**Your objective**
Pull out every line of the records that contains the word "glass" and list those lines.

Dataset rows
#####
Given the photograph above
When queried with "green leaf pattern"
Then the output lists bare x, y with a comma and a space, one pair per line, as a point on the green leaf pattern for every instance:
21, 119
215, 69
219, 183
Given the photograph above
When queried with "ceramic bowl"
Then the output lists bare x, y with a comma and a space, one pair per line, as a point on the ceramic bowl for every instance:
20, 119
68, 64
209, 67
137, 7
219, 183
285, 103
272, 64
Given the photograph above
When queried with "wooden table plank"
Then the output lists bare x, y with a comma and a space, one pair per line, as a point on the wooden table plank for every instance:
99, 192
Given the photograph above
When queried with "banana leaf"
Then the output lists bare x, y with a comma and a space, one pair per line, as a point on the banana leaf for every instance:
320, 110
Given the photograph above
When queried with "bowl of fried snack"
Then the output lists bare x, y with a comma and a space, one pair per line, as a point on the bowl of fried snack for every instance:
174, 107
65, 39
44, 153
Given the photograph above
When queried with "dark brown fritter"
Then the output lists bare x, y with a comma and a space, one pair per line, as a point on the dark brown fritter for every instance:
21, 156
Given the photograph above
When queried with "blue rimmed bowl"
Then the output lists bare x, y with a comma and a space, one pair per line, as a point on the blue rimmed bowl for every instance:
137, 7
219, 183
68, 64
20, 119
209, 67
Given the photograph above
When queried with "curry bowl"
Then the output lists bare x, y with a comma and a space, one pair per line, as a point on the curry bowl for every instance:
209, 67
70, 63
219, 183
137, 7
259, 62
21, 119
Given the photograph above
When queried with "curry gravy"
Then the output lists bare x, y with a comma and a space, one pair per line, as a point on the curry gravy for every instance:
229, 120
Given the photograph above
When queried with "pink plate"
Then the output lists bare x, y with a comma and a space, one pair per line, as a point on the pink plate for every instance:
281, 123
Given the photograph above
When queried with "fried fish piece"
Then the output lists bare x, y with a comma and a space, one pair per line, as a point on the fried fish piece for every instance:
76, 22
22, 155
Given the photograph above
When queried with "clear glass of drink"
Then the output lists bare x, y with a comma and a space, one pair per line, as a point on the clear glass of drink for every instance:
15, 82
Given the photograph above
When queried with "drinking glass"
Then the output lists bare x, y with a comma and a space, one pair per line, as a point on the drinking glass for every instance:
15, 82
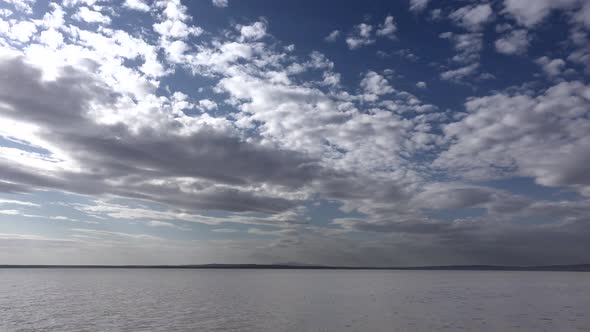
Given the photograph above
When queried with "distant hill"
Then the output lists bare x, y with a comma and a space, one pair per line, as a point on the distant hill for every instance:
573, 268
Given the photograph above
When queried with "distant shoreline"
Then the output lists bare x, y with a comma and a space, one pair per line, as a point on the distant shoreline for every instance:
565, 268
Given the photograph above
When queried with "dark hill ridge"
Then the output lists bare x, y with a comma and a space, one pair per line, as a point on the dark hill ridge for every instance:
573, 268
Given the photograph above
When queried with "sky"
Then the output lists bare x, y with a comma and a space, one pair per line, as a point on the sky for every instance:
383, 133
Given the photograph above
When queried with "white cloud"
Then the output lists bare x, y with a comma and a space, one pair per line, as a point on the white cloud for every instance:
220, 3
375, 85
460, 73
90, 16
255, 31
139, 5
361, 36
504, 135
333, 36
388, 28
515, 42
157, 223
530, 13
207, 104
473, 17
417, 6
21, 31
17, 202
25, 6
551, 67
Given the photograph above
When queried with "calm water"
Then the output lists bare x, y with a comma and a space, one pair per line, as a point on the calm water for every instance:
292, 300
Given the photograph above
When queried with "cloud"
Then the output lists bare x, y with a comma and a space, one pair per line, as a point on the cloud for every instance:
90, 16
467, 45
531, 13
551, 67
253, 32
17, 202
417, 6
515, 42
220, 3
375, 85
503, 135
460, 73
138, 5
473, 17
333, 36
388, 28
360, 36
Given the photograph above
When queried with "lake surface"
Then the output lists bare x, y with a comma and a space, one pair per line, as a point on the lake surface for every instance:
291, 300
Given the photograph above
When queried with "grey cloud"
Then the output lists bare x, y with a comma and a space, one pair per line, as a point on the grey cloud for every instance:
113, 152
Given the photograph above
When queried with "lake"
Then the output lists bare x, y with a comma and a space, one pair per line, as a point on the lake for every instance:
292, 300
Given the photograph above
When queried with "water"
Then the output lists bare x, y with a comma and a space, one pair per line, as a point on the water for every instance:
291, 300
#####
**Exercise solution**
When queried with "clear glass of drink"
Then the output lists bare x, y with a comma and a space, one pair per line, as a point on the clear glass of drink for every instance:
When queried with "drinking glass"
Then the output lists bare x, y with a comma and a space, one pair per line, as a point on the drinking glass for every instance:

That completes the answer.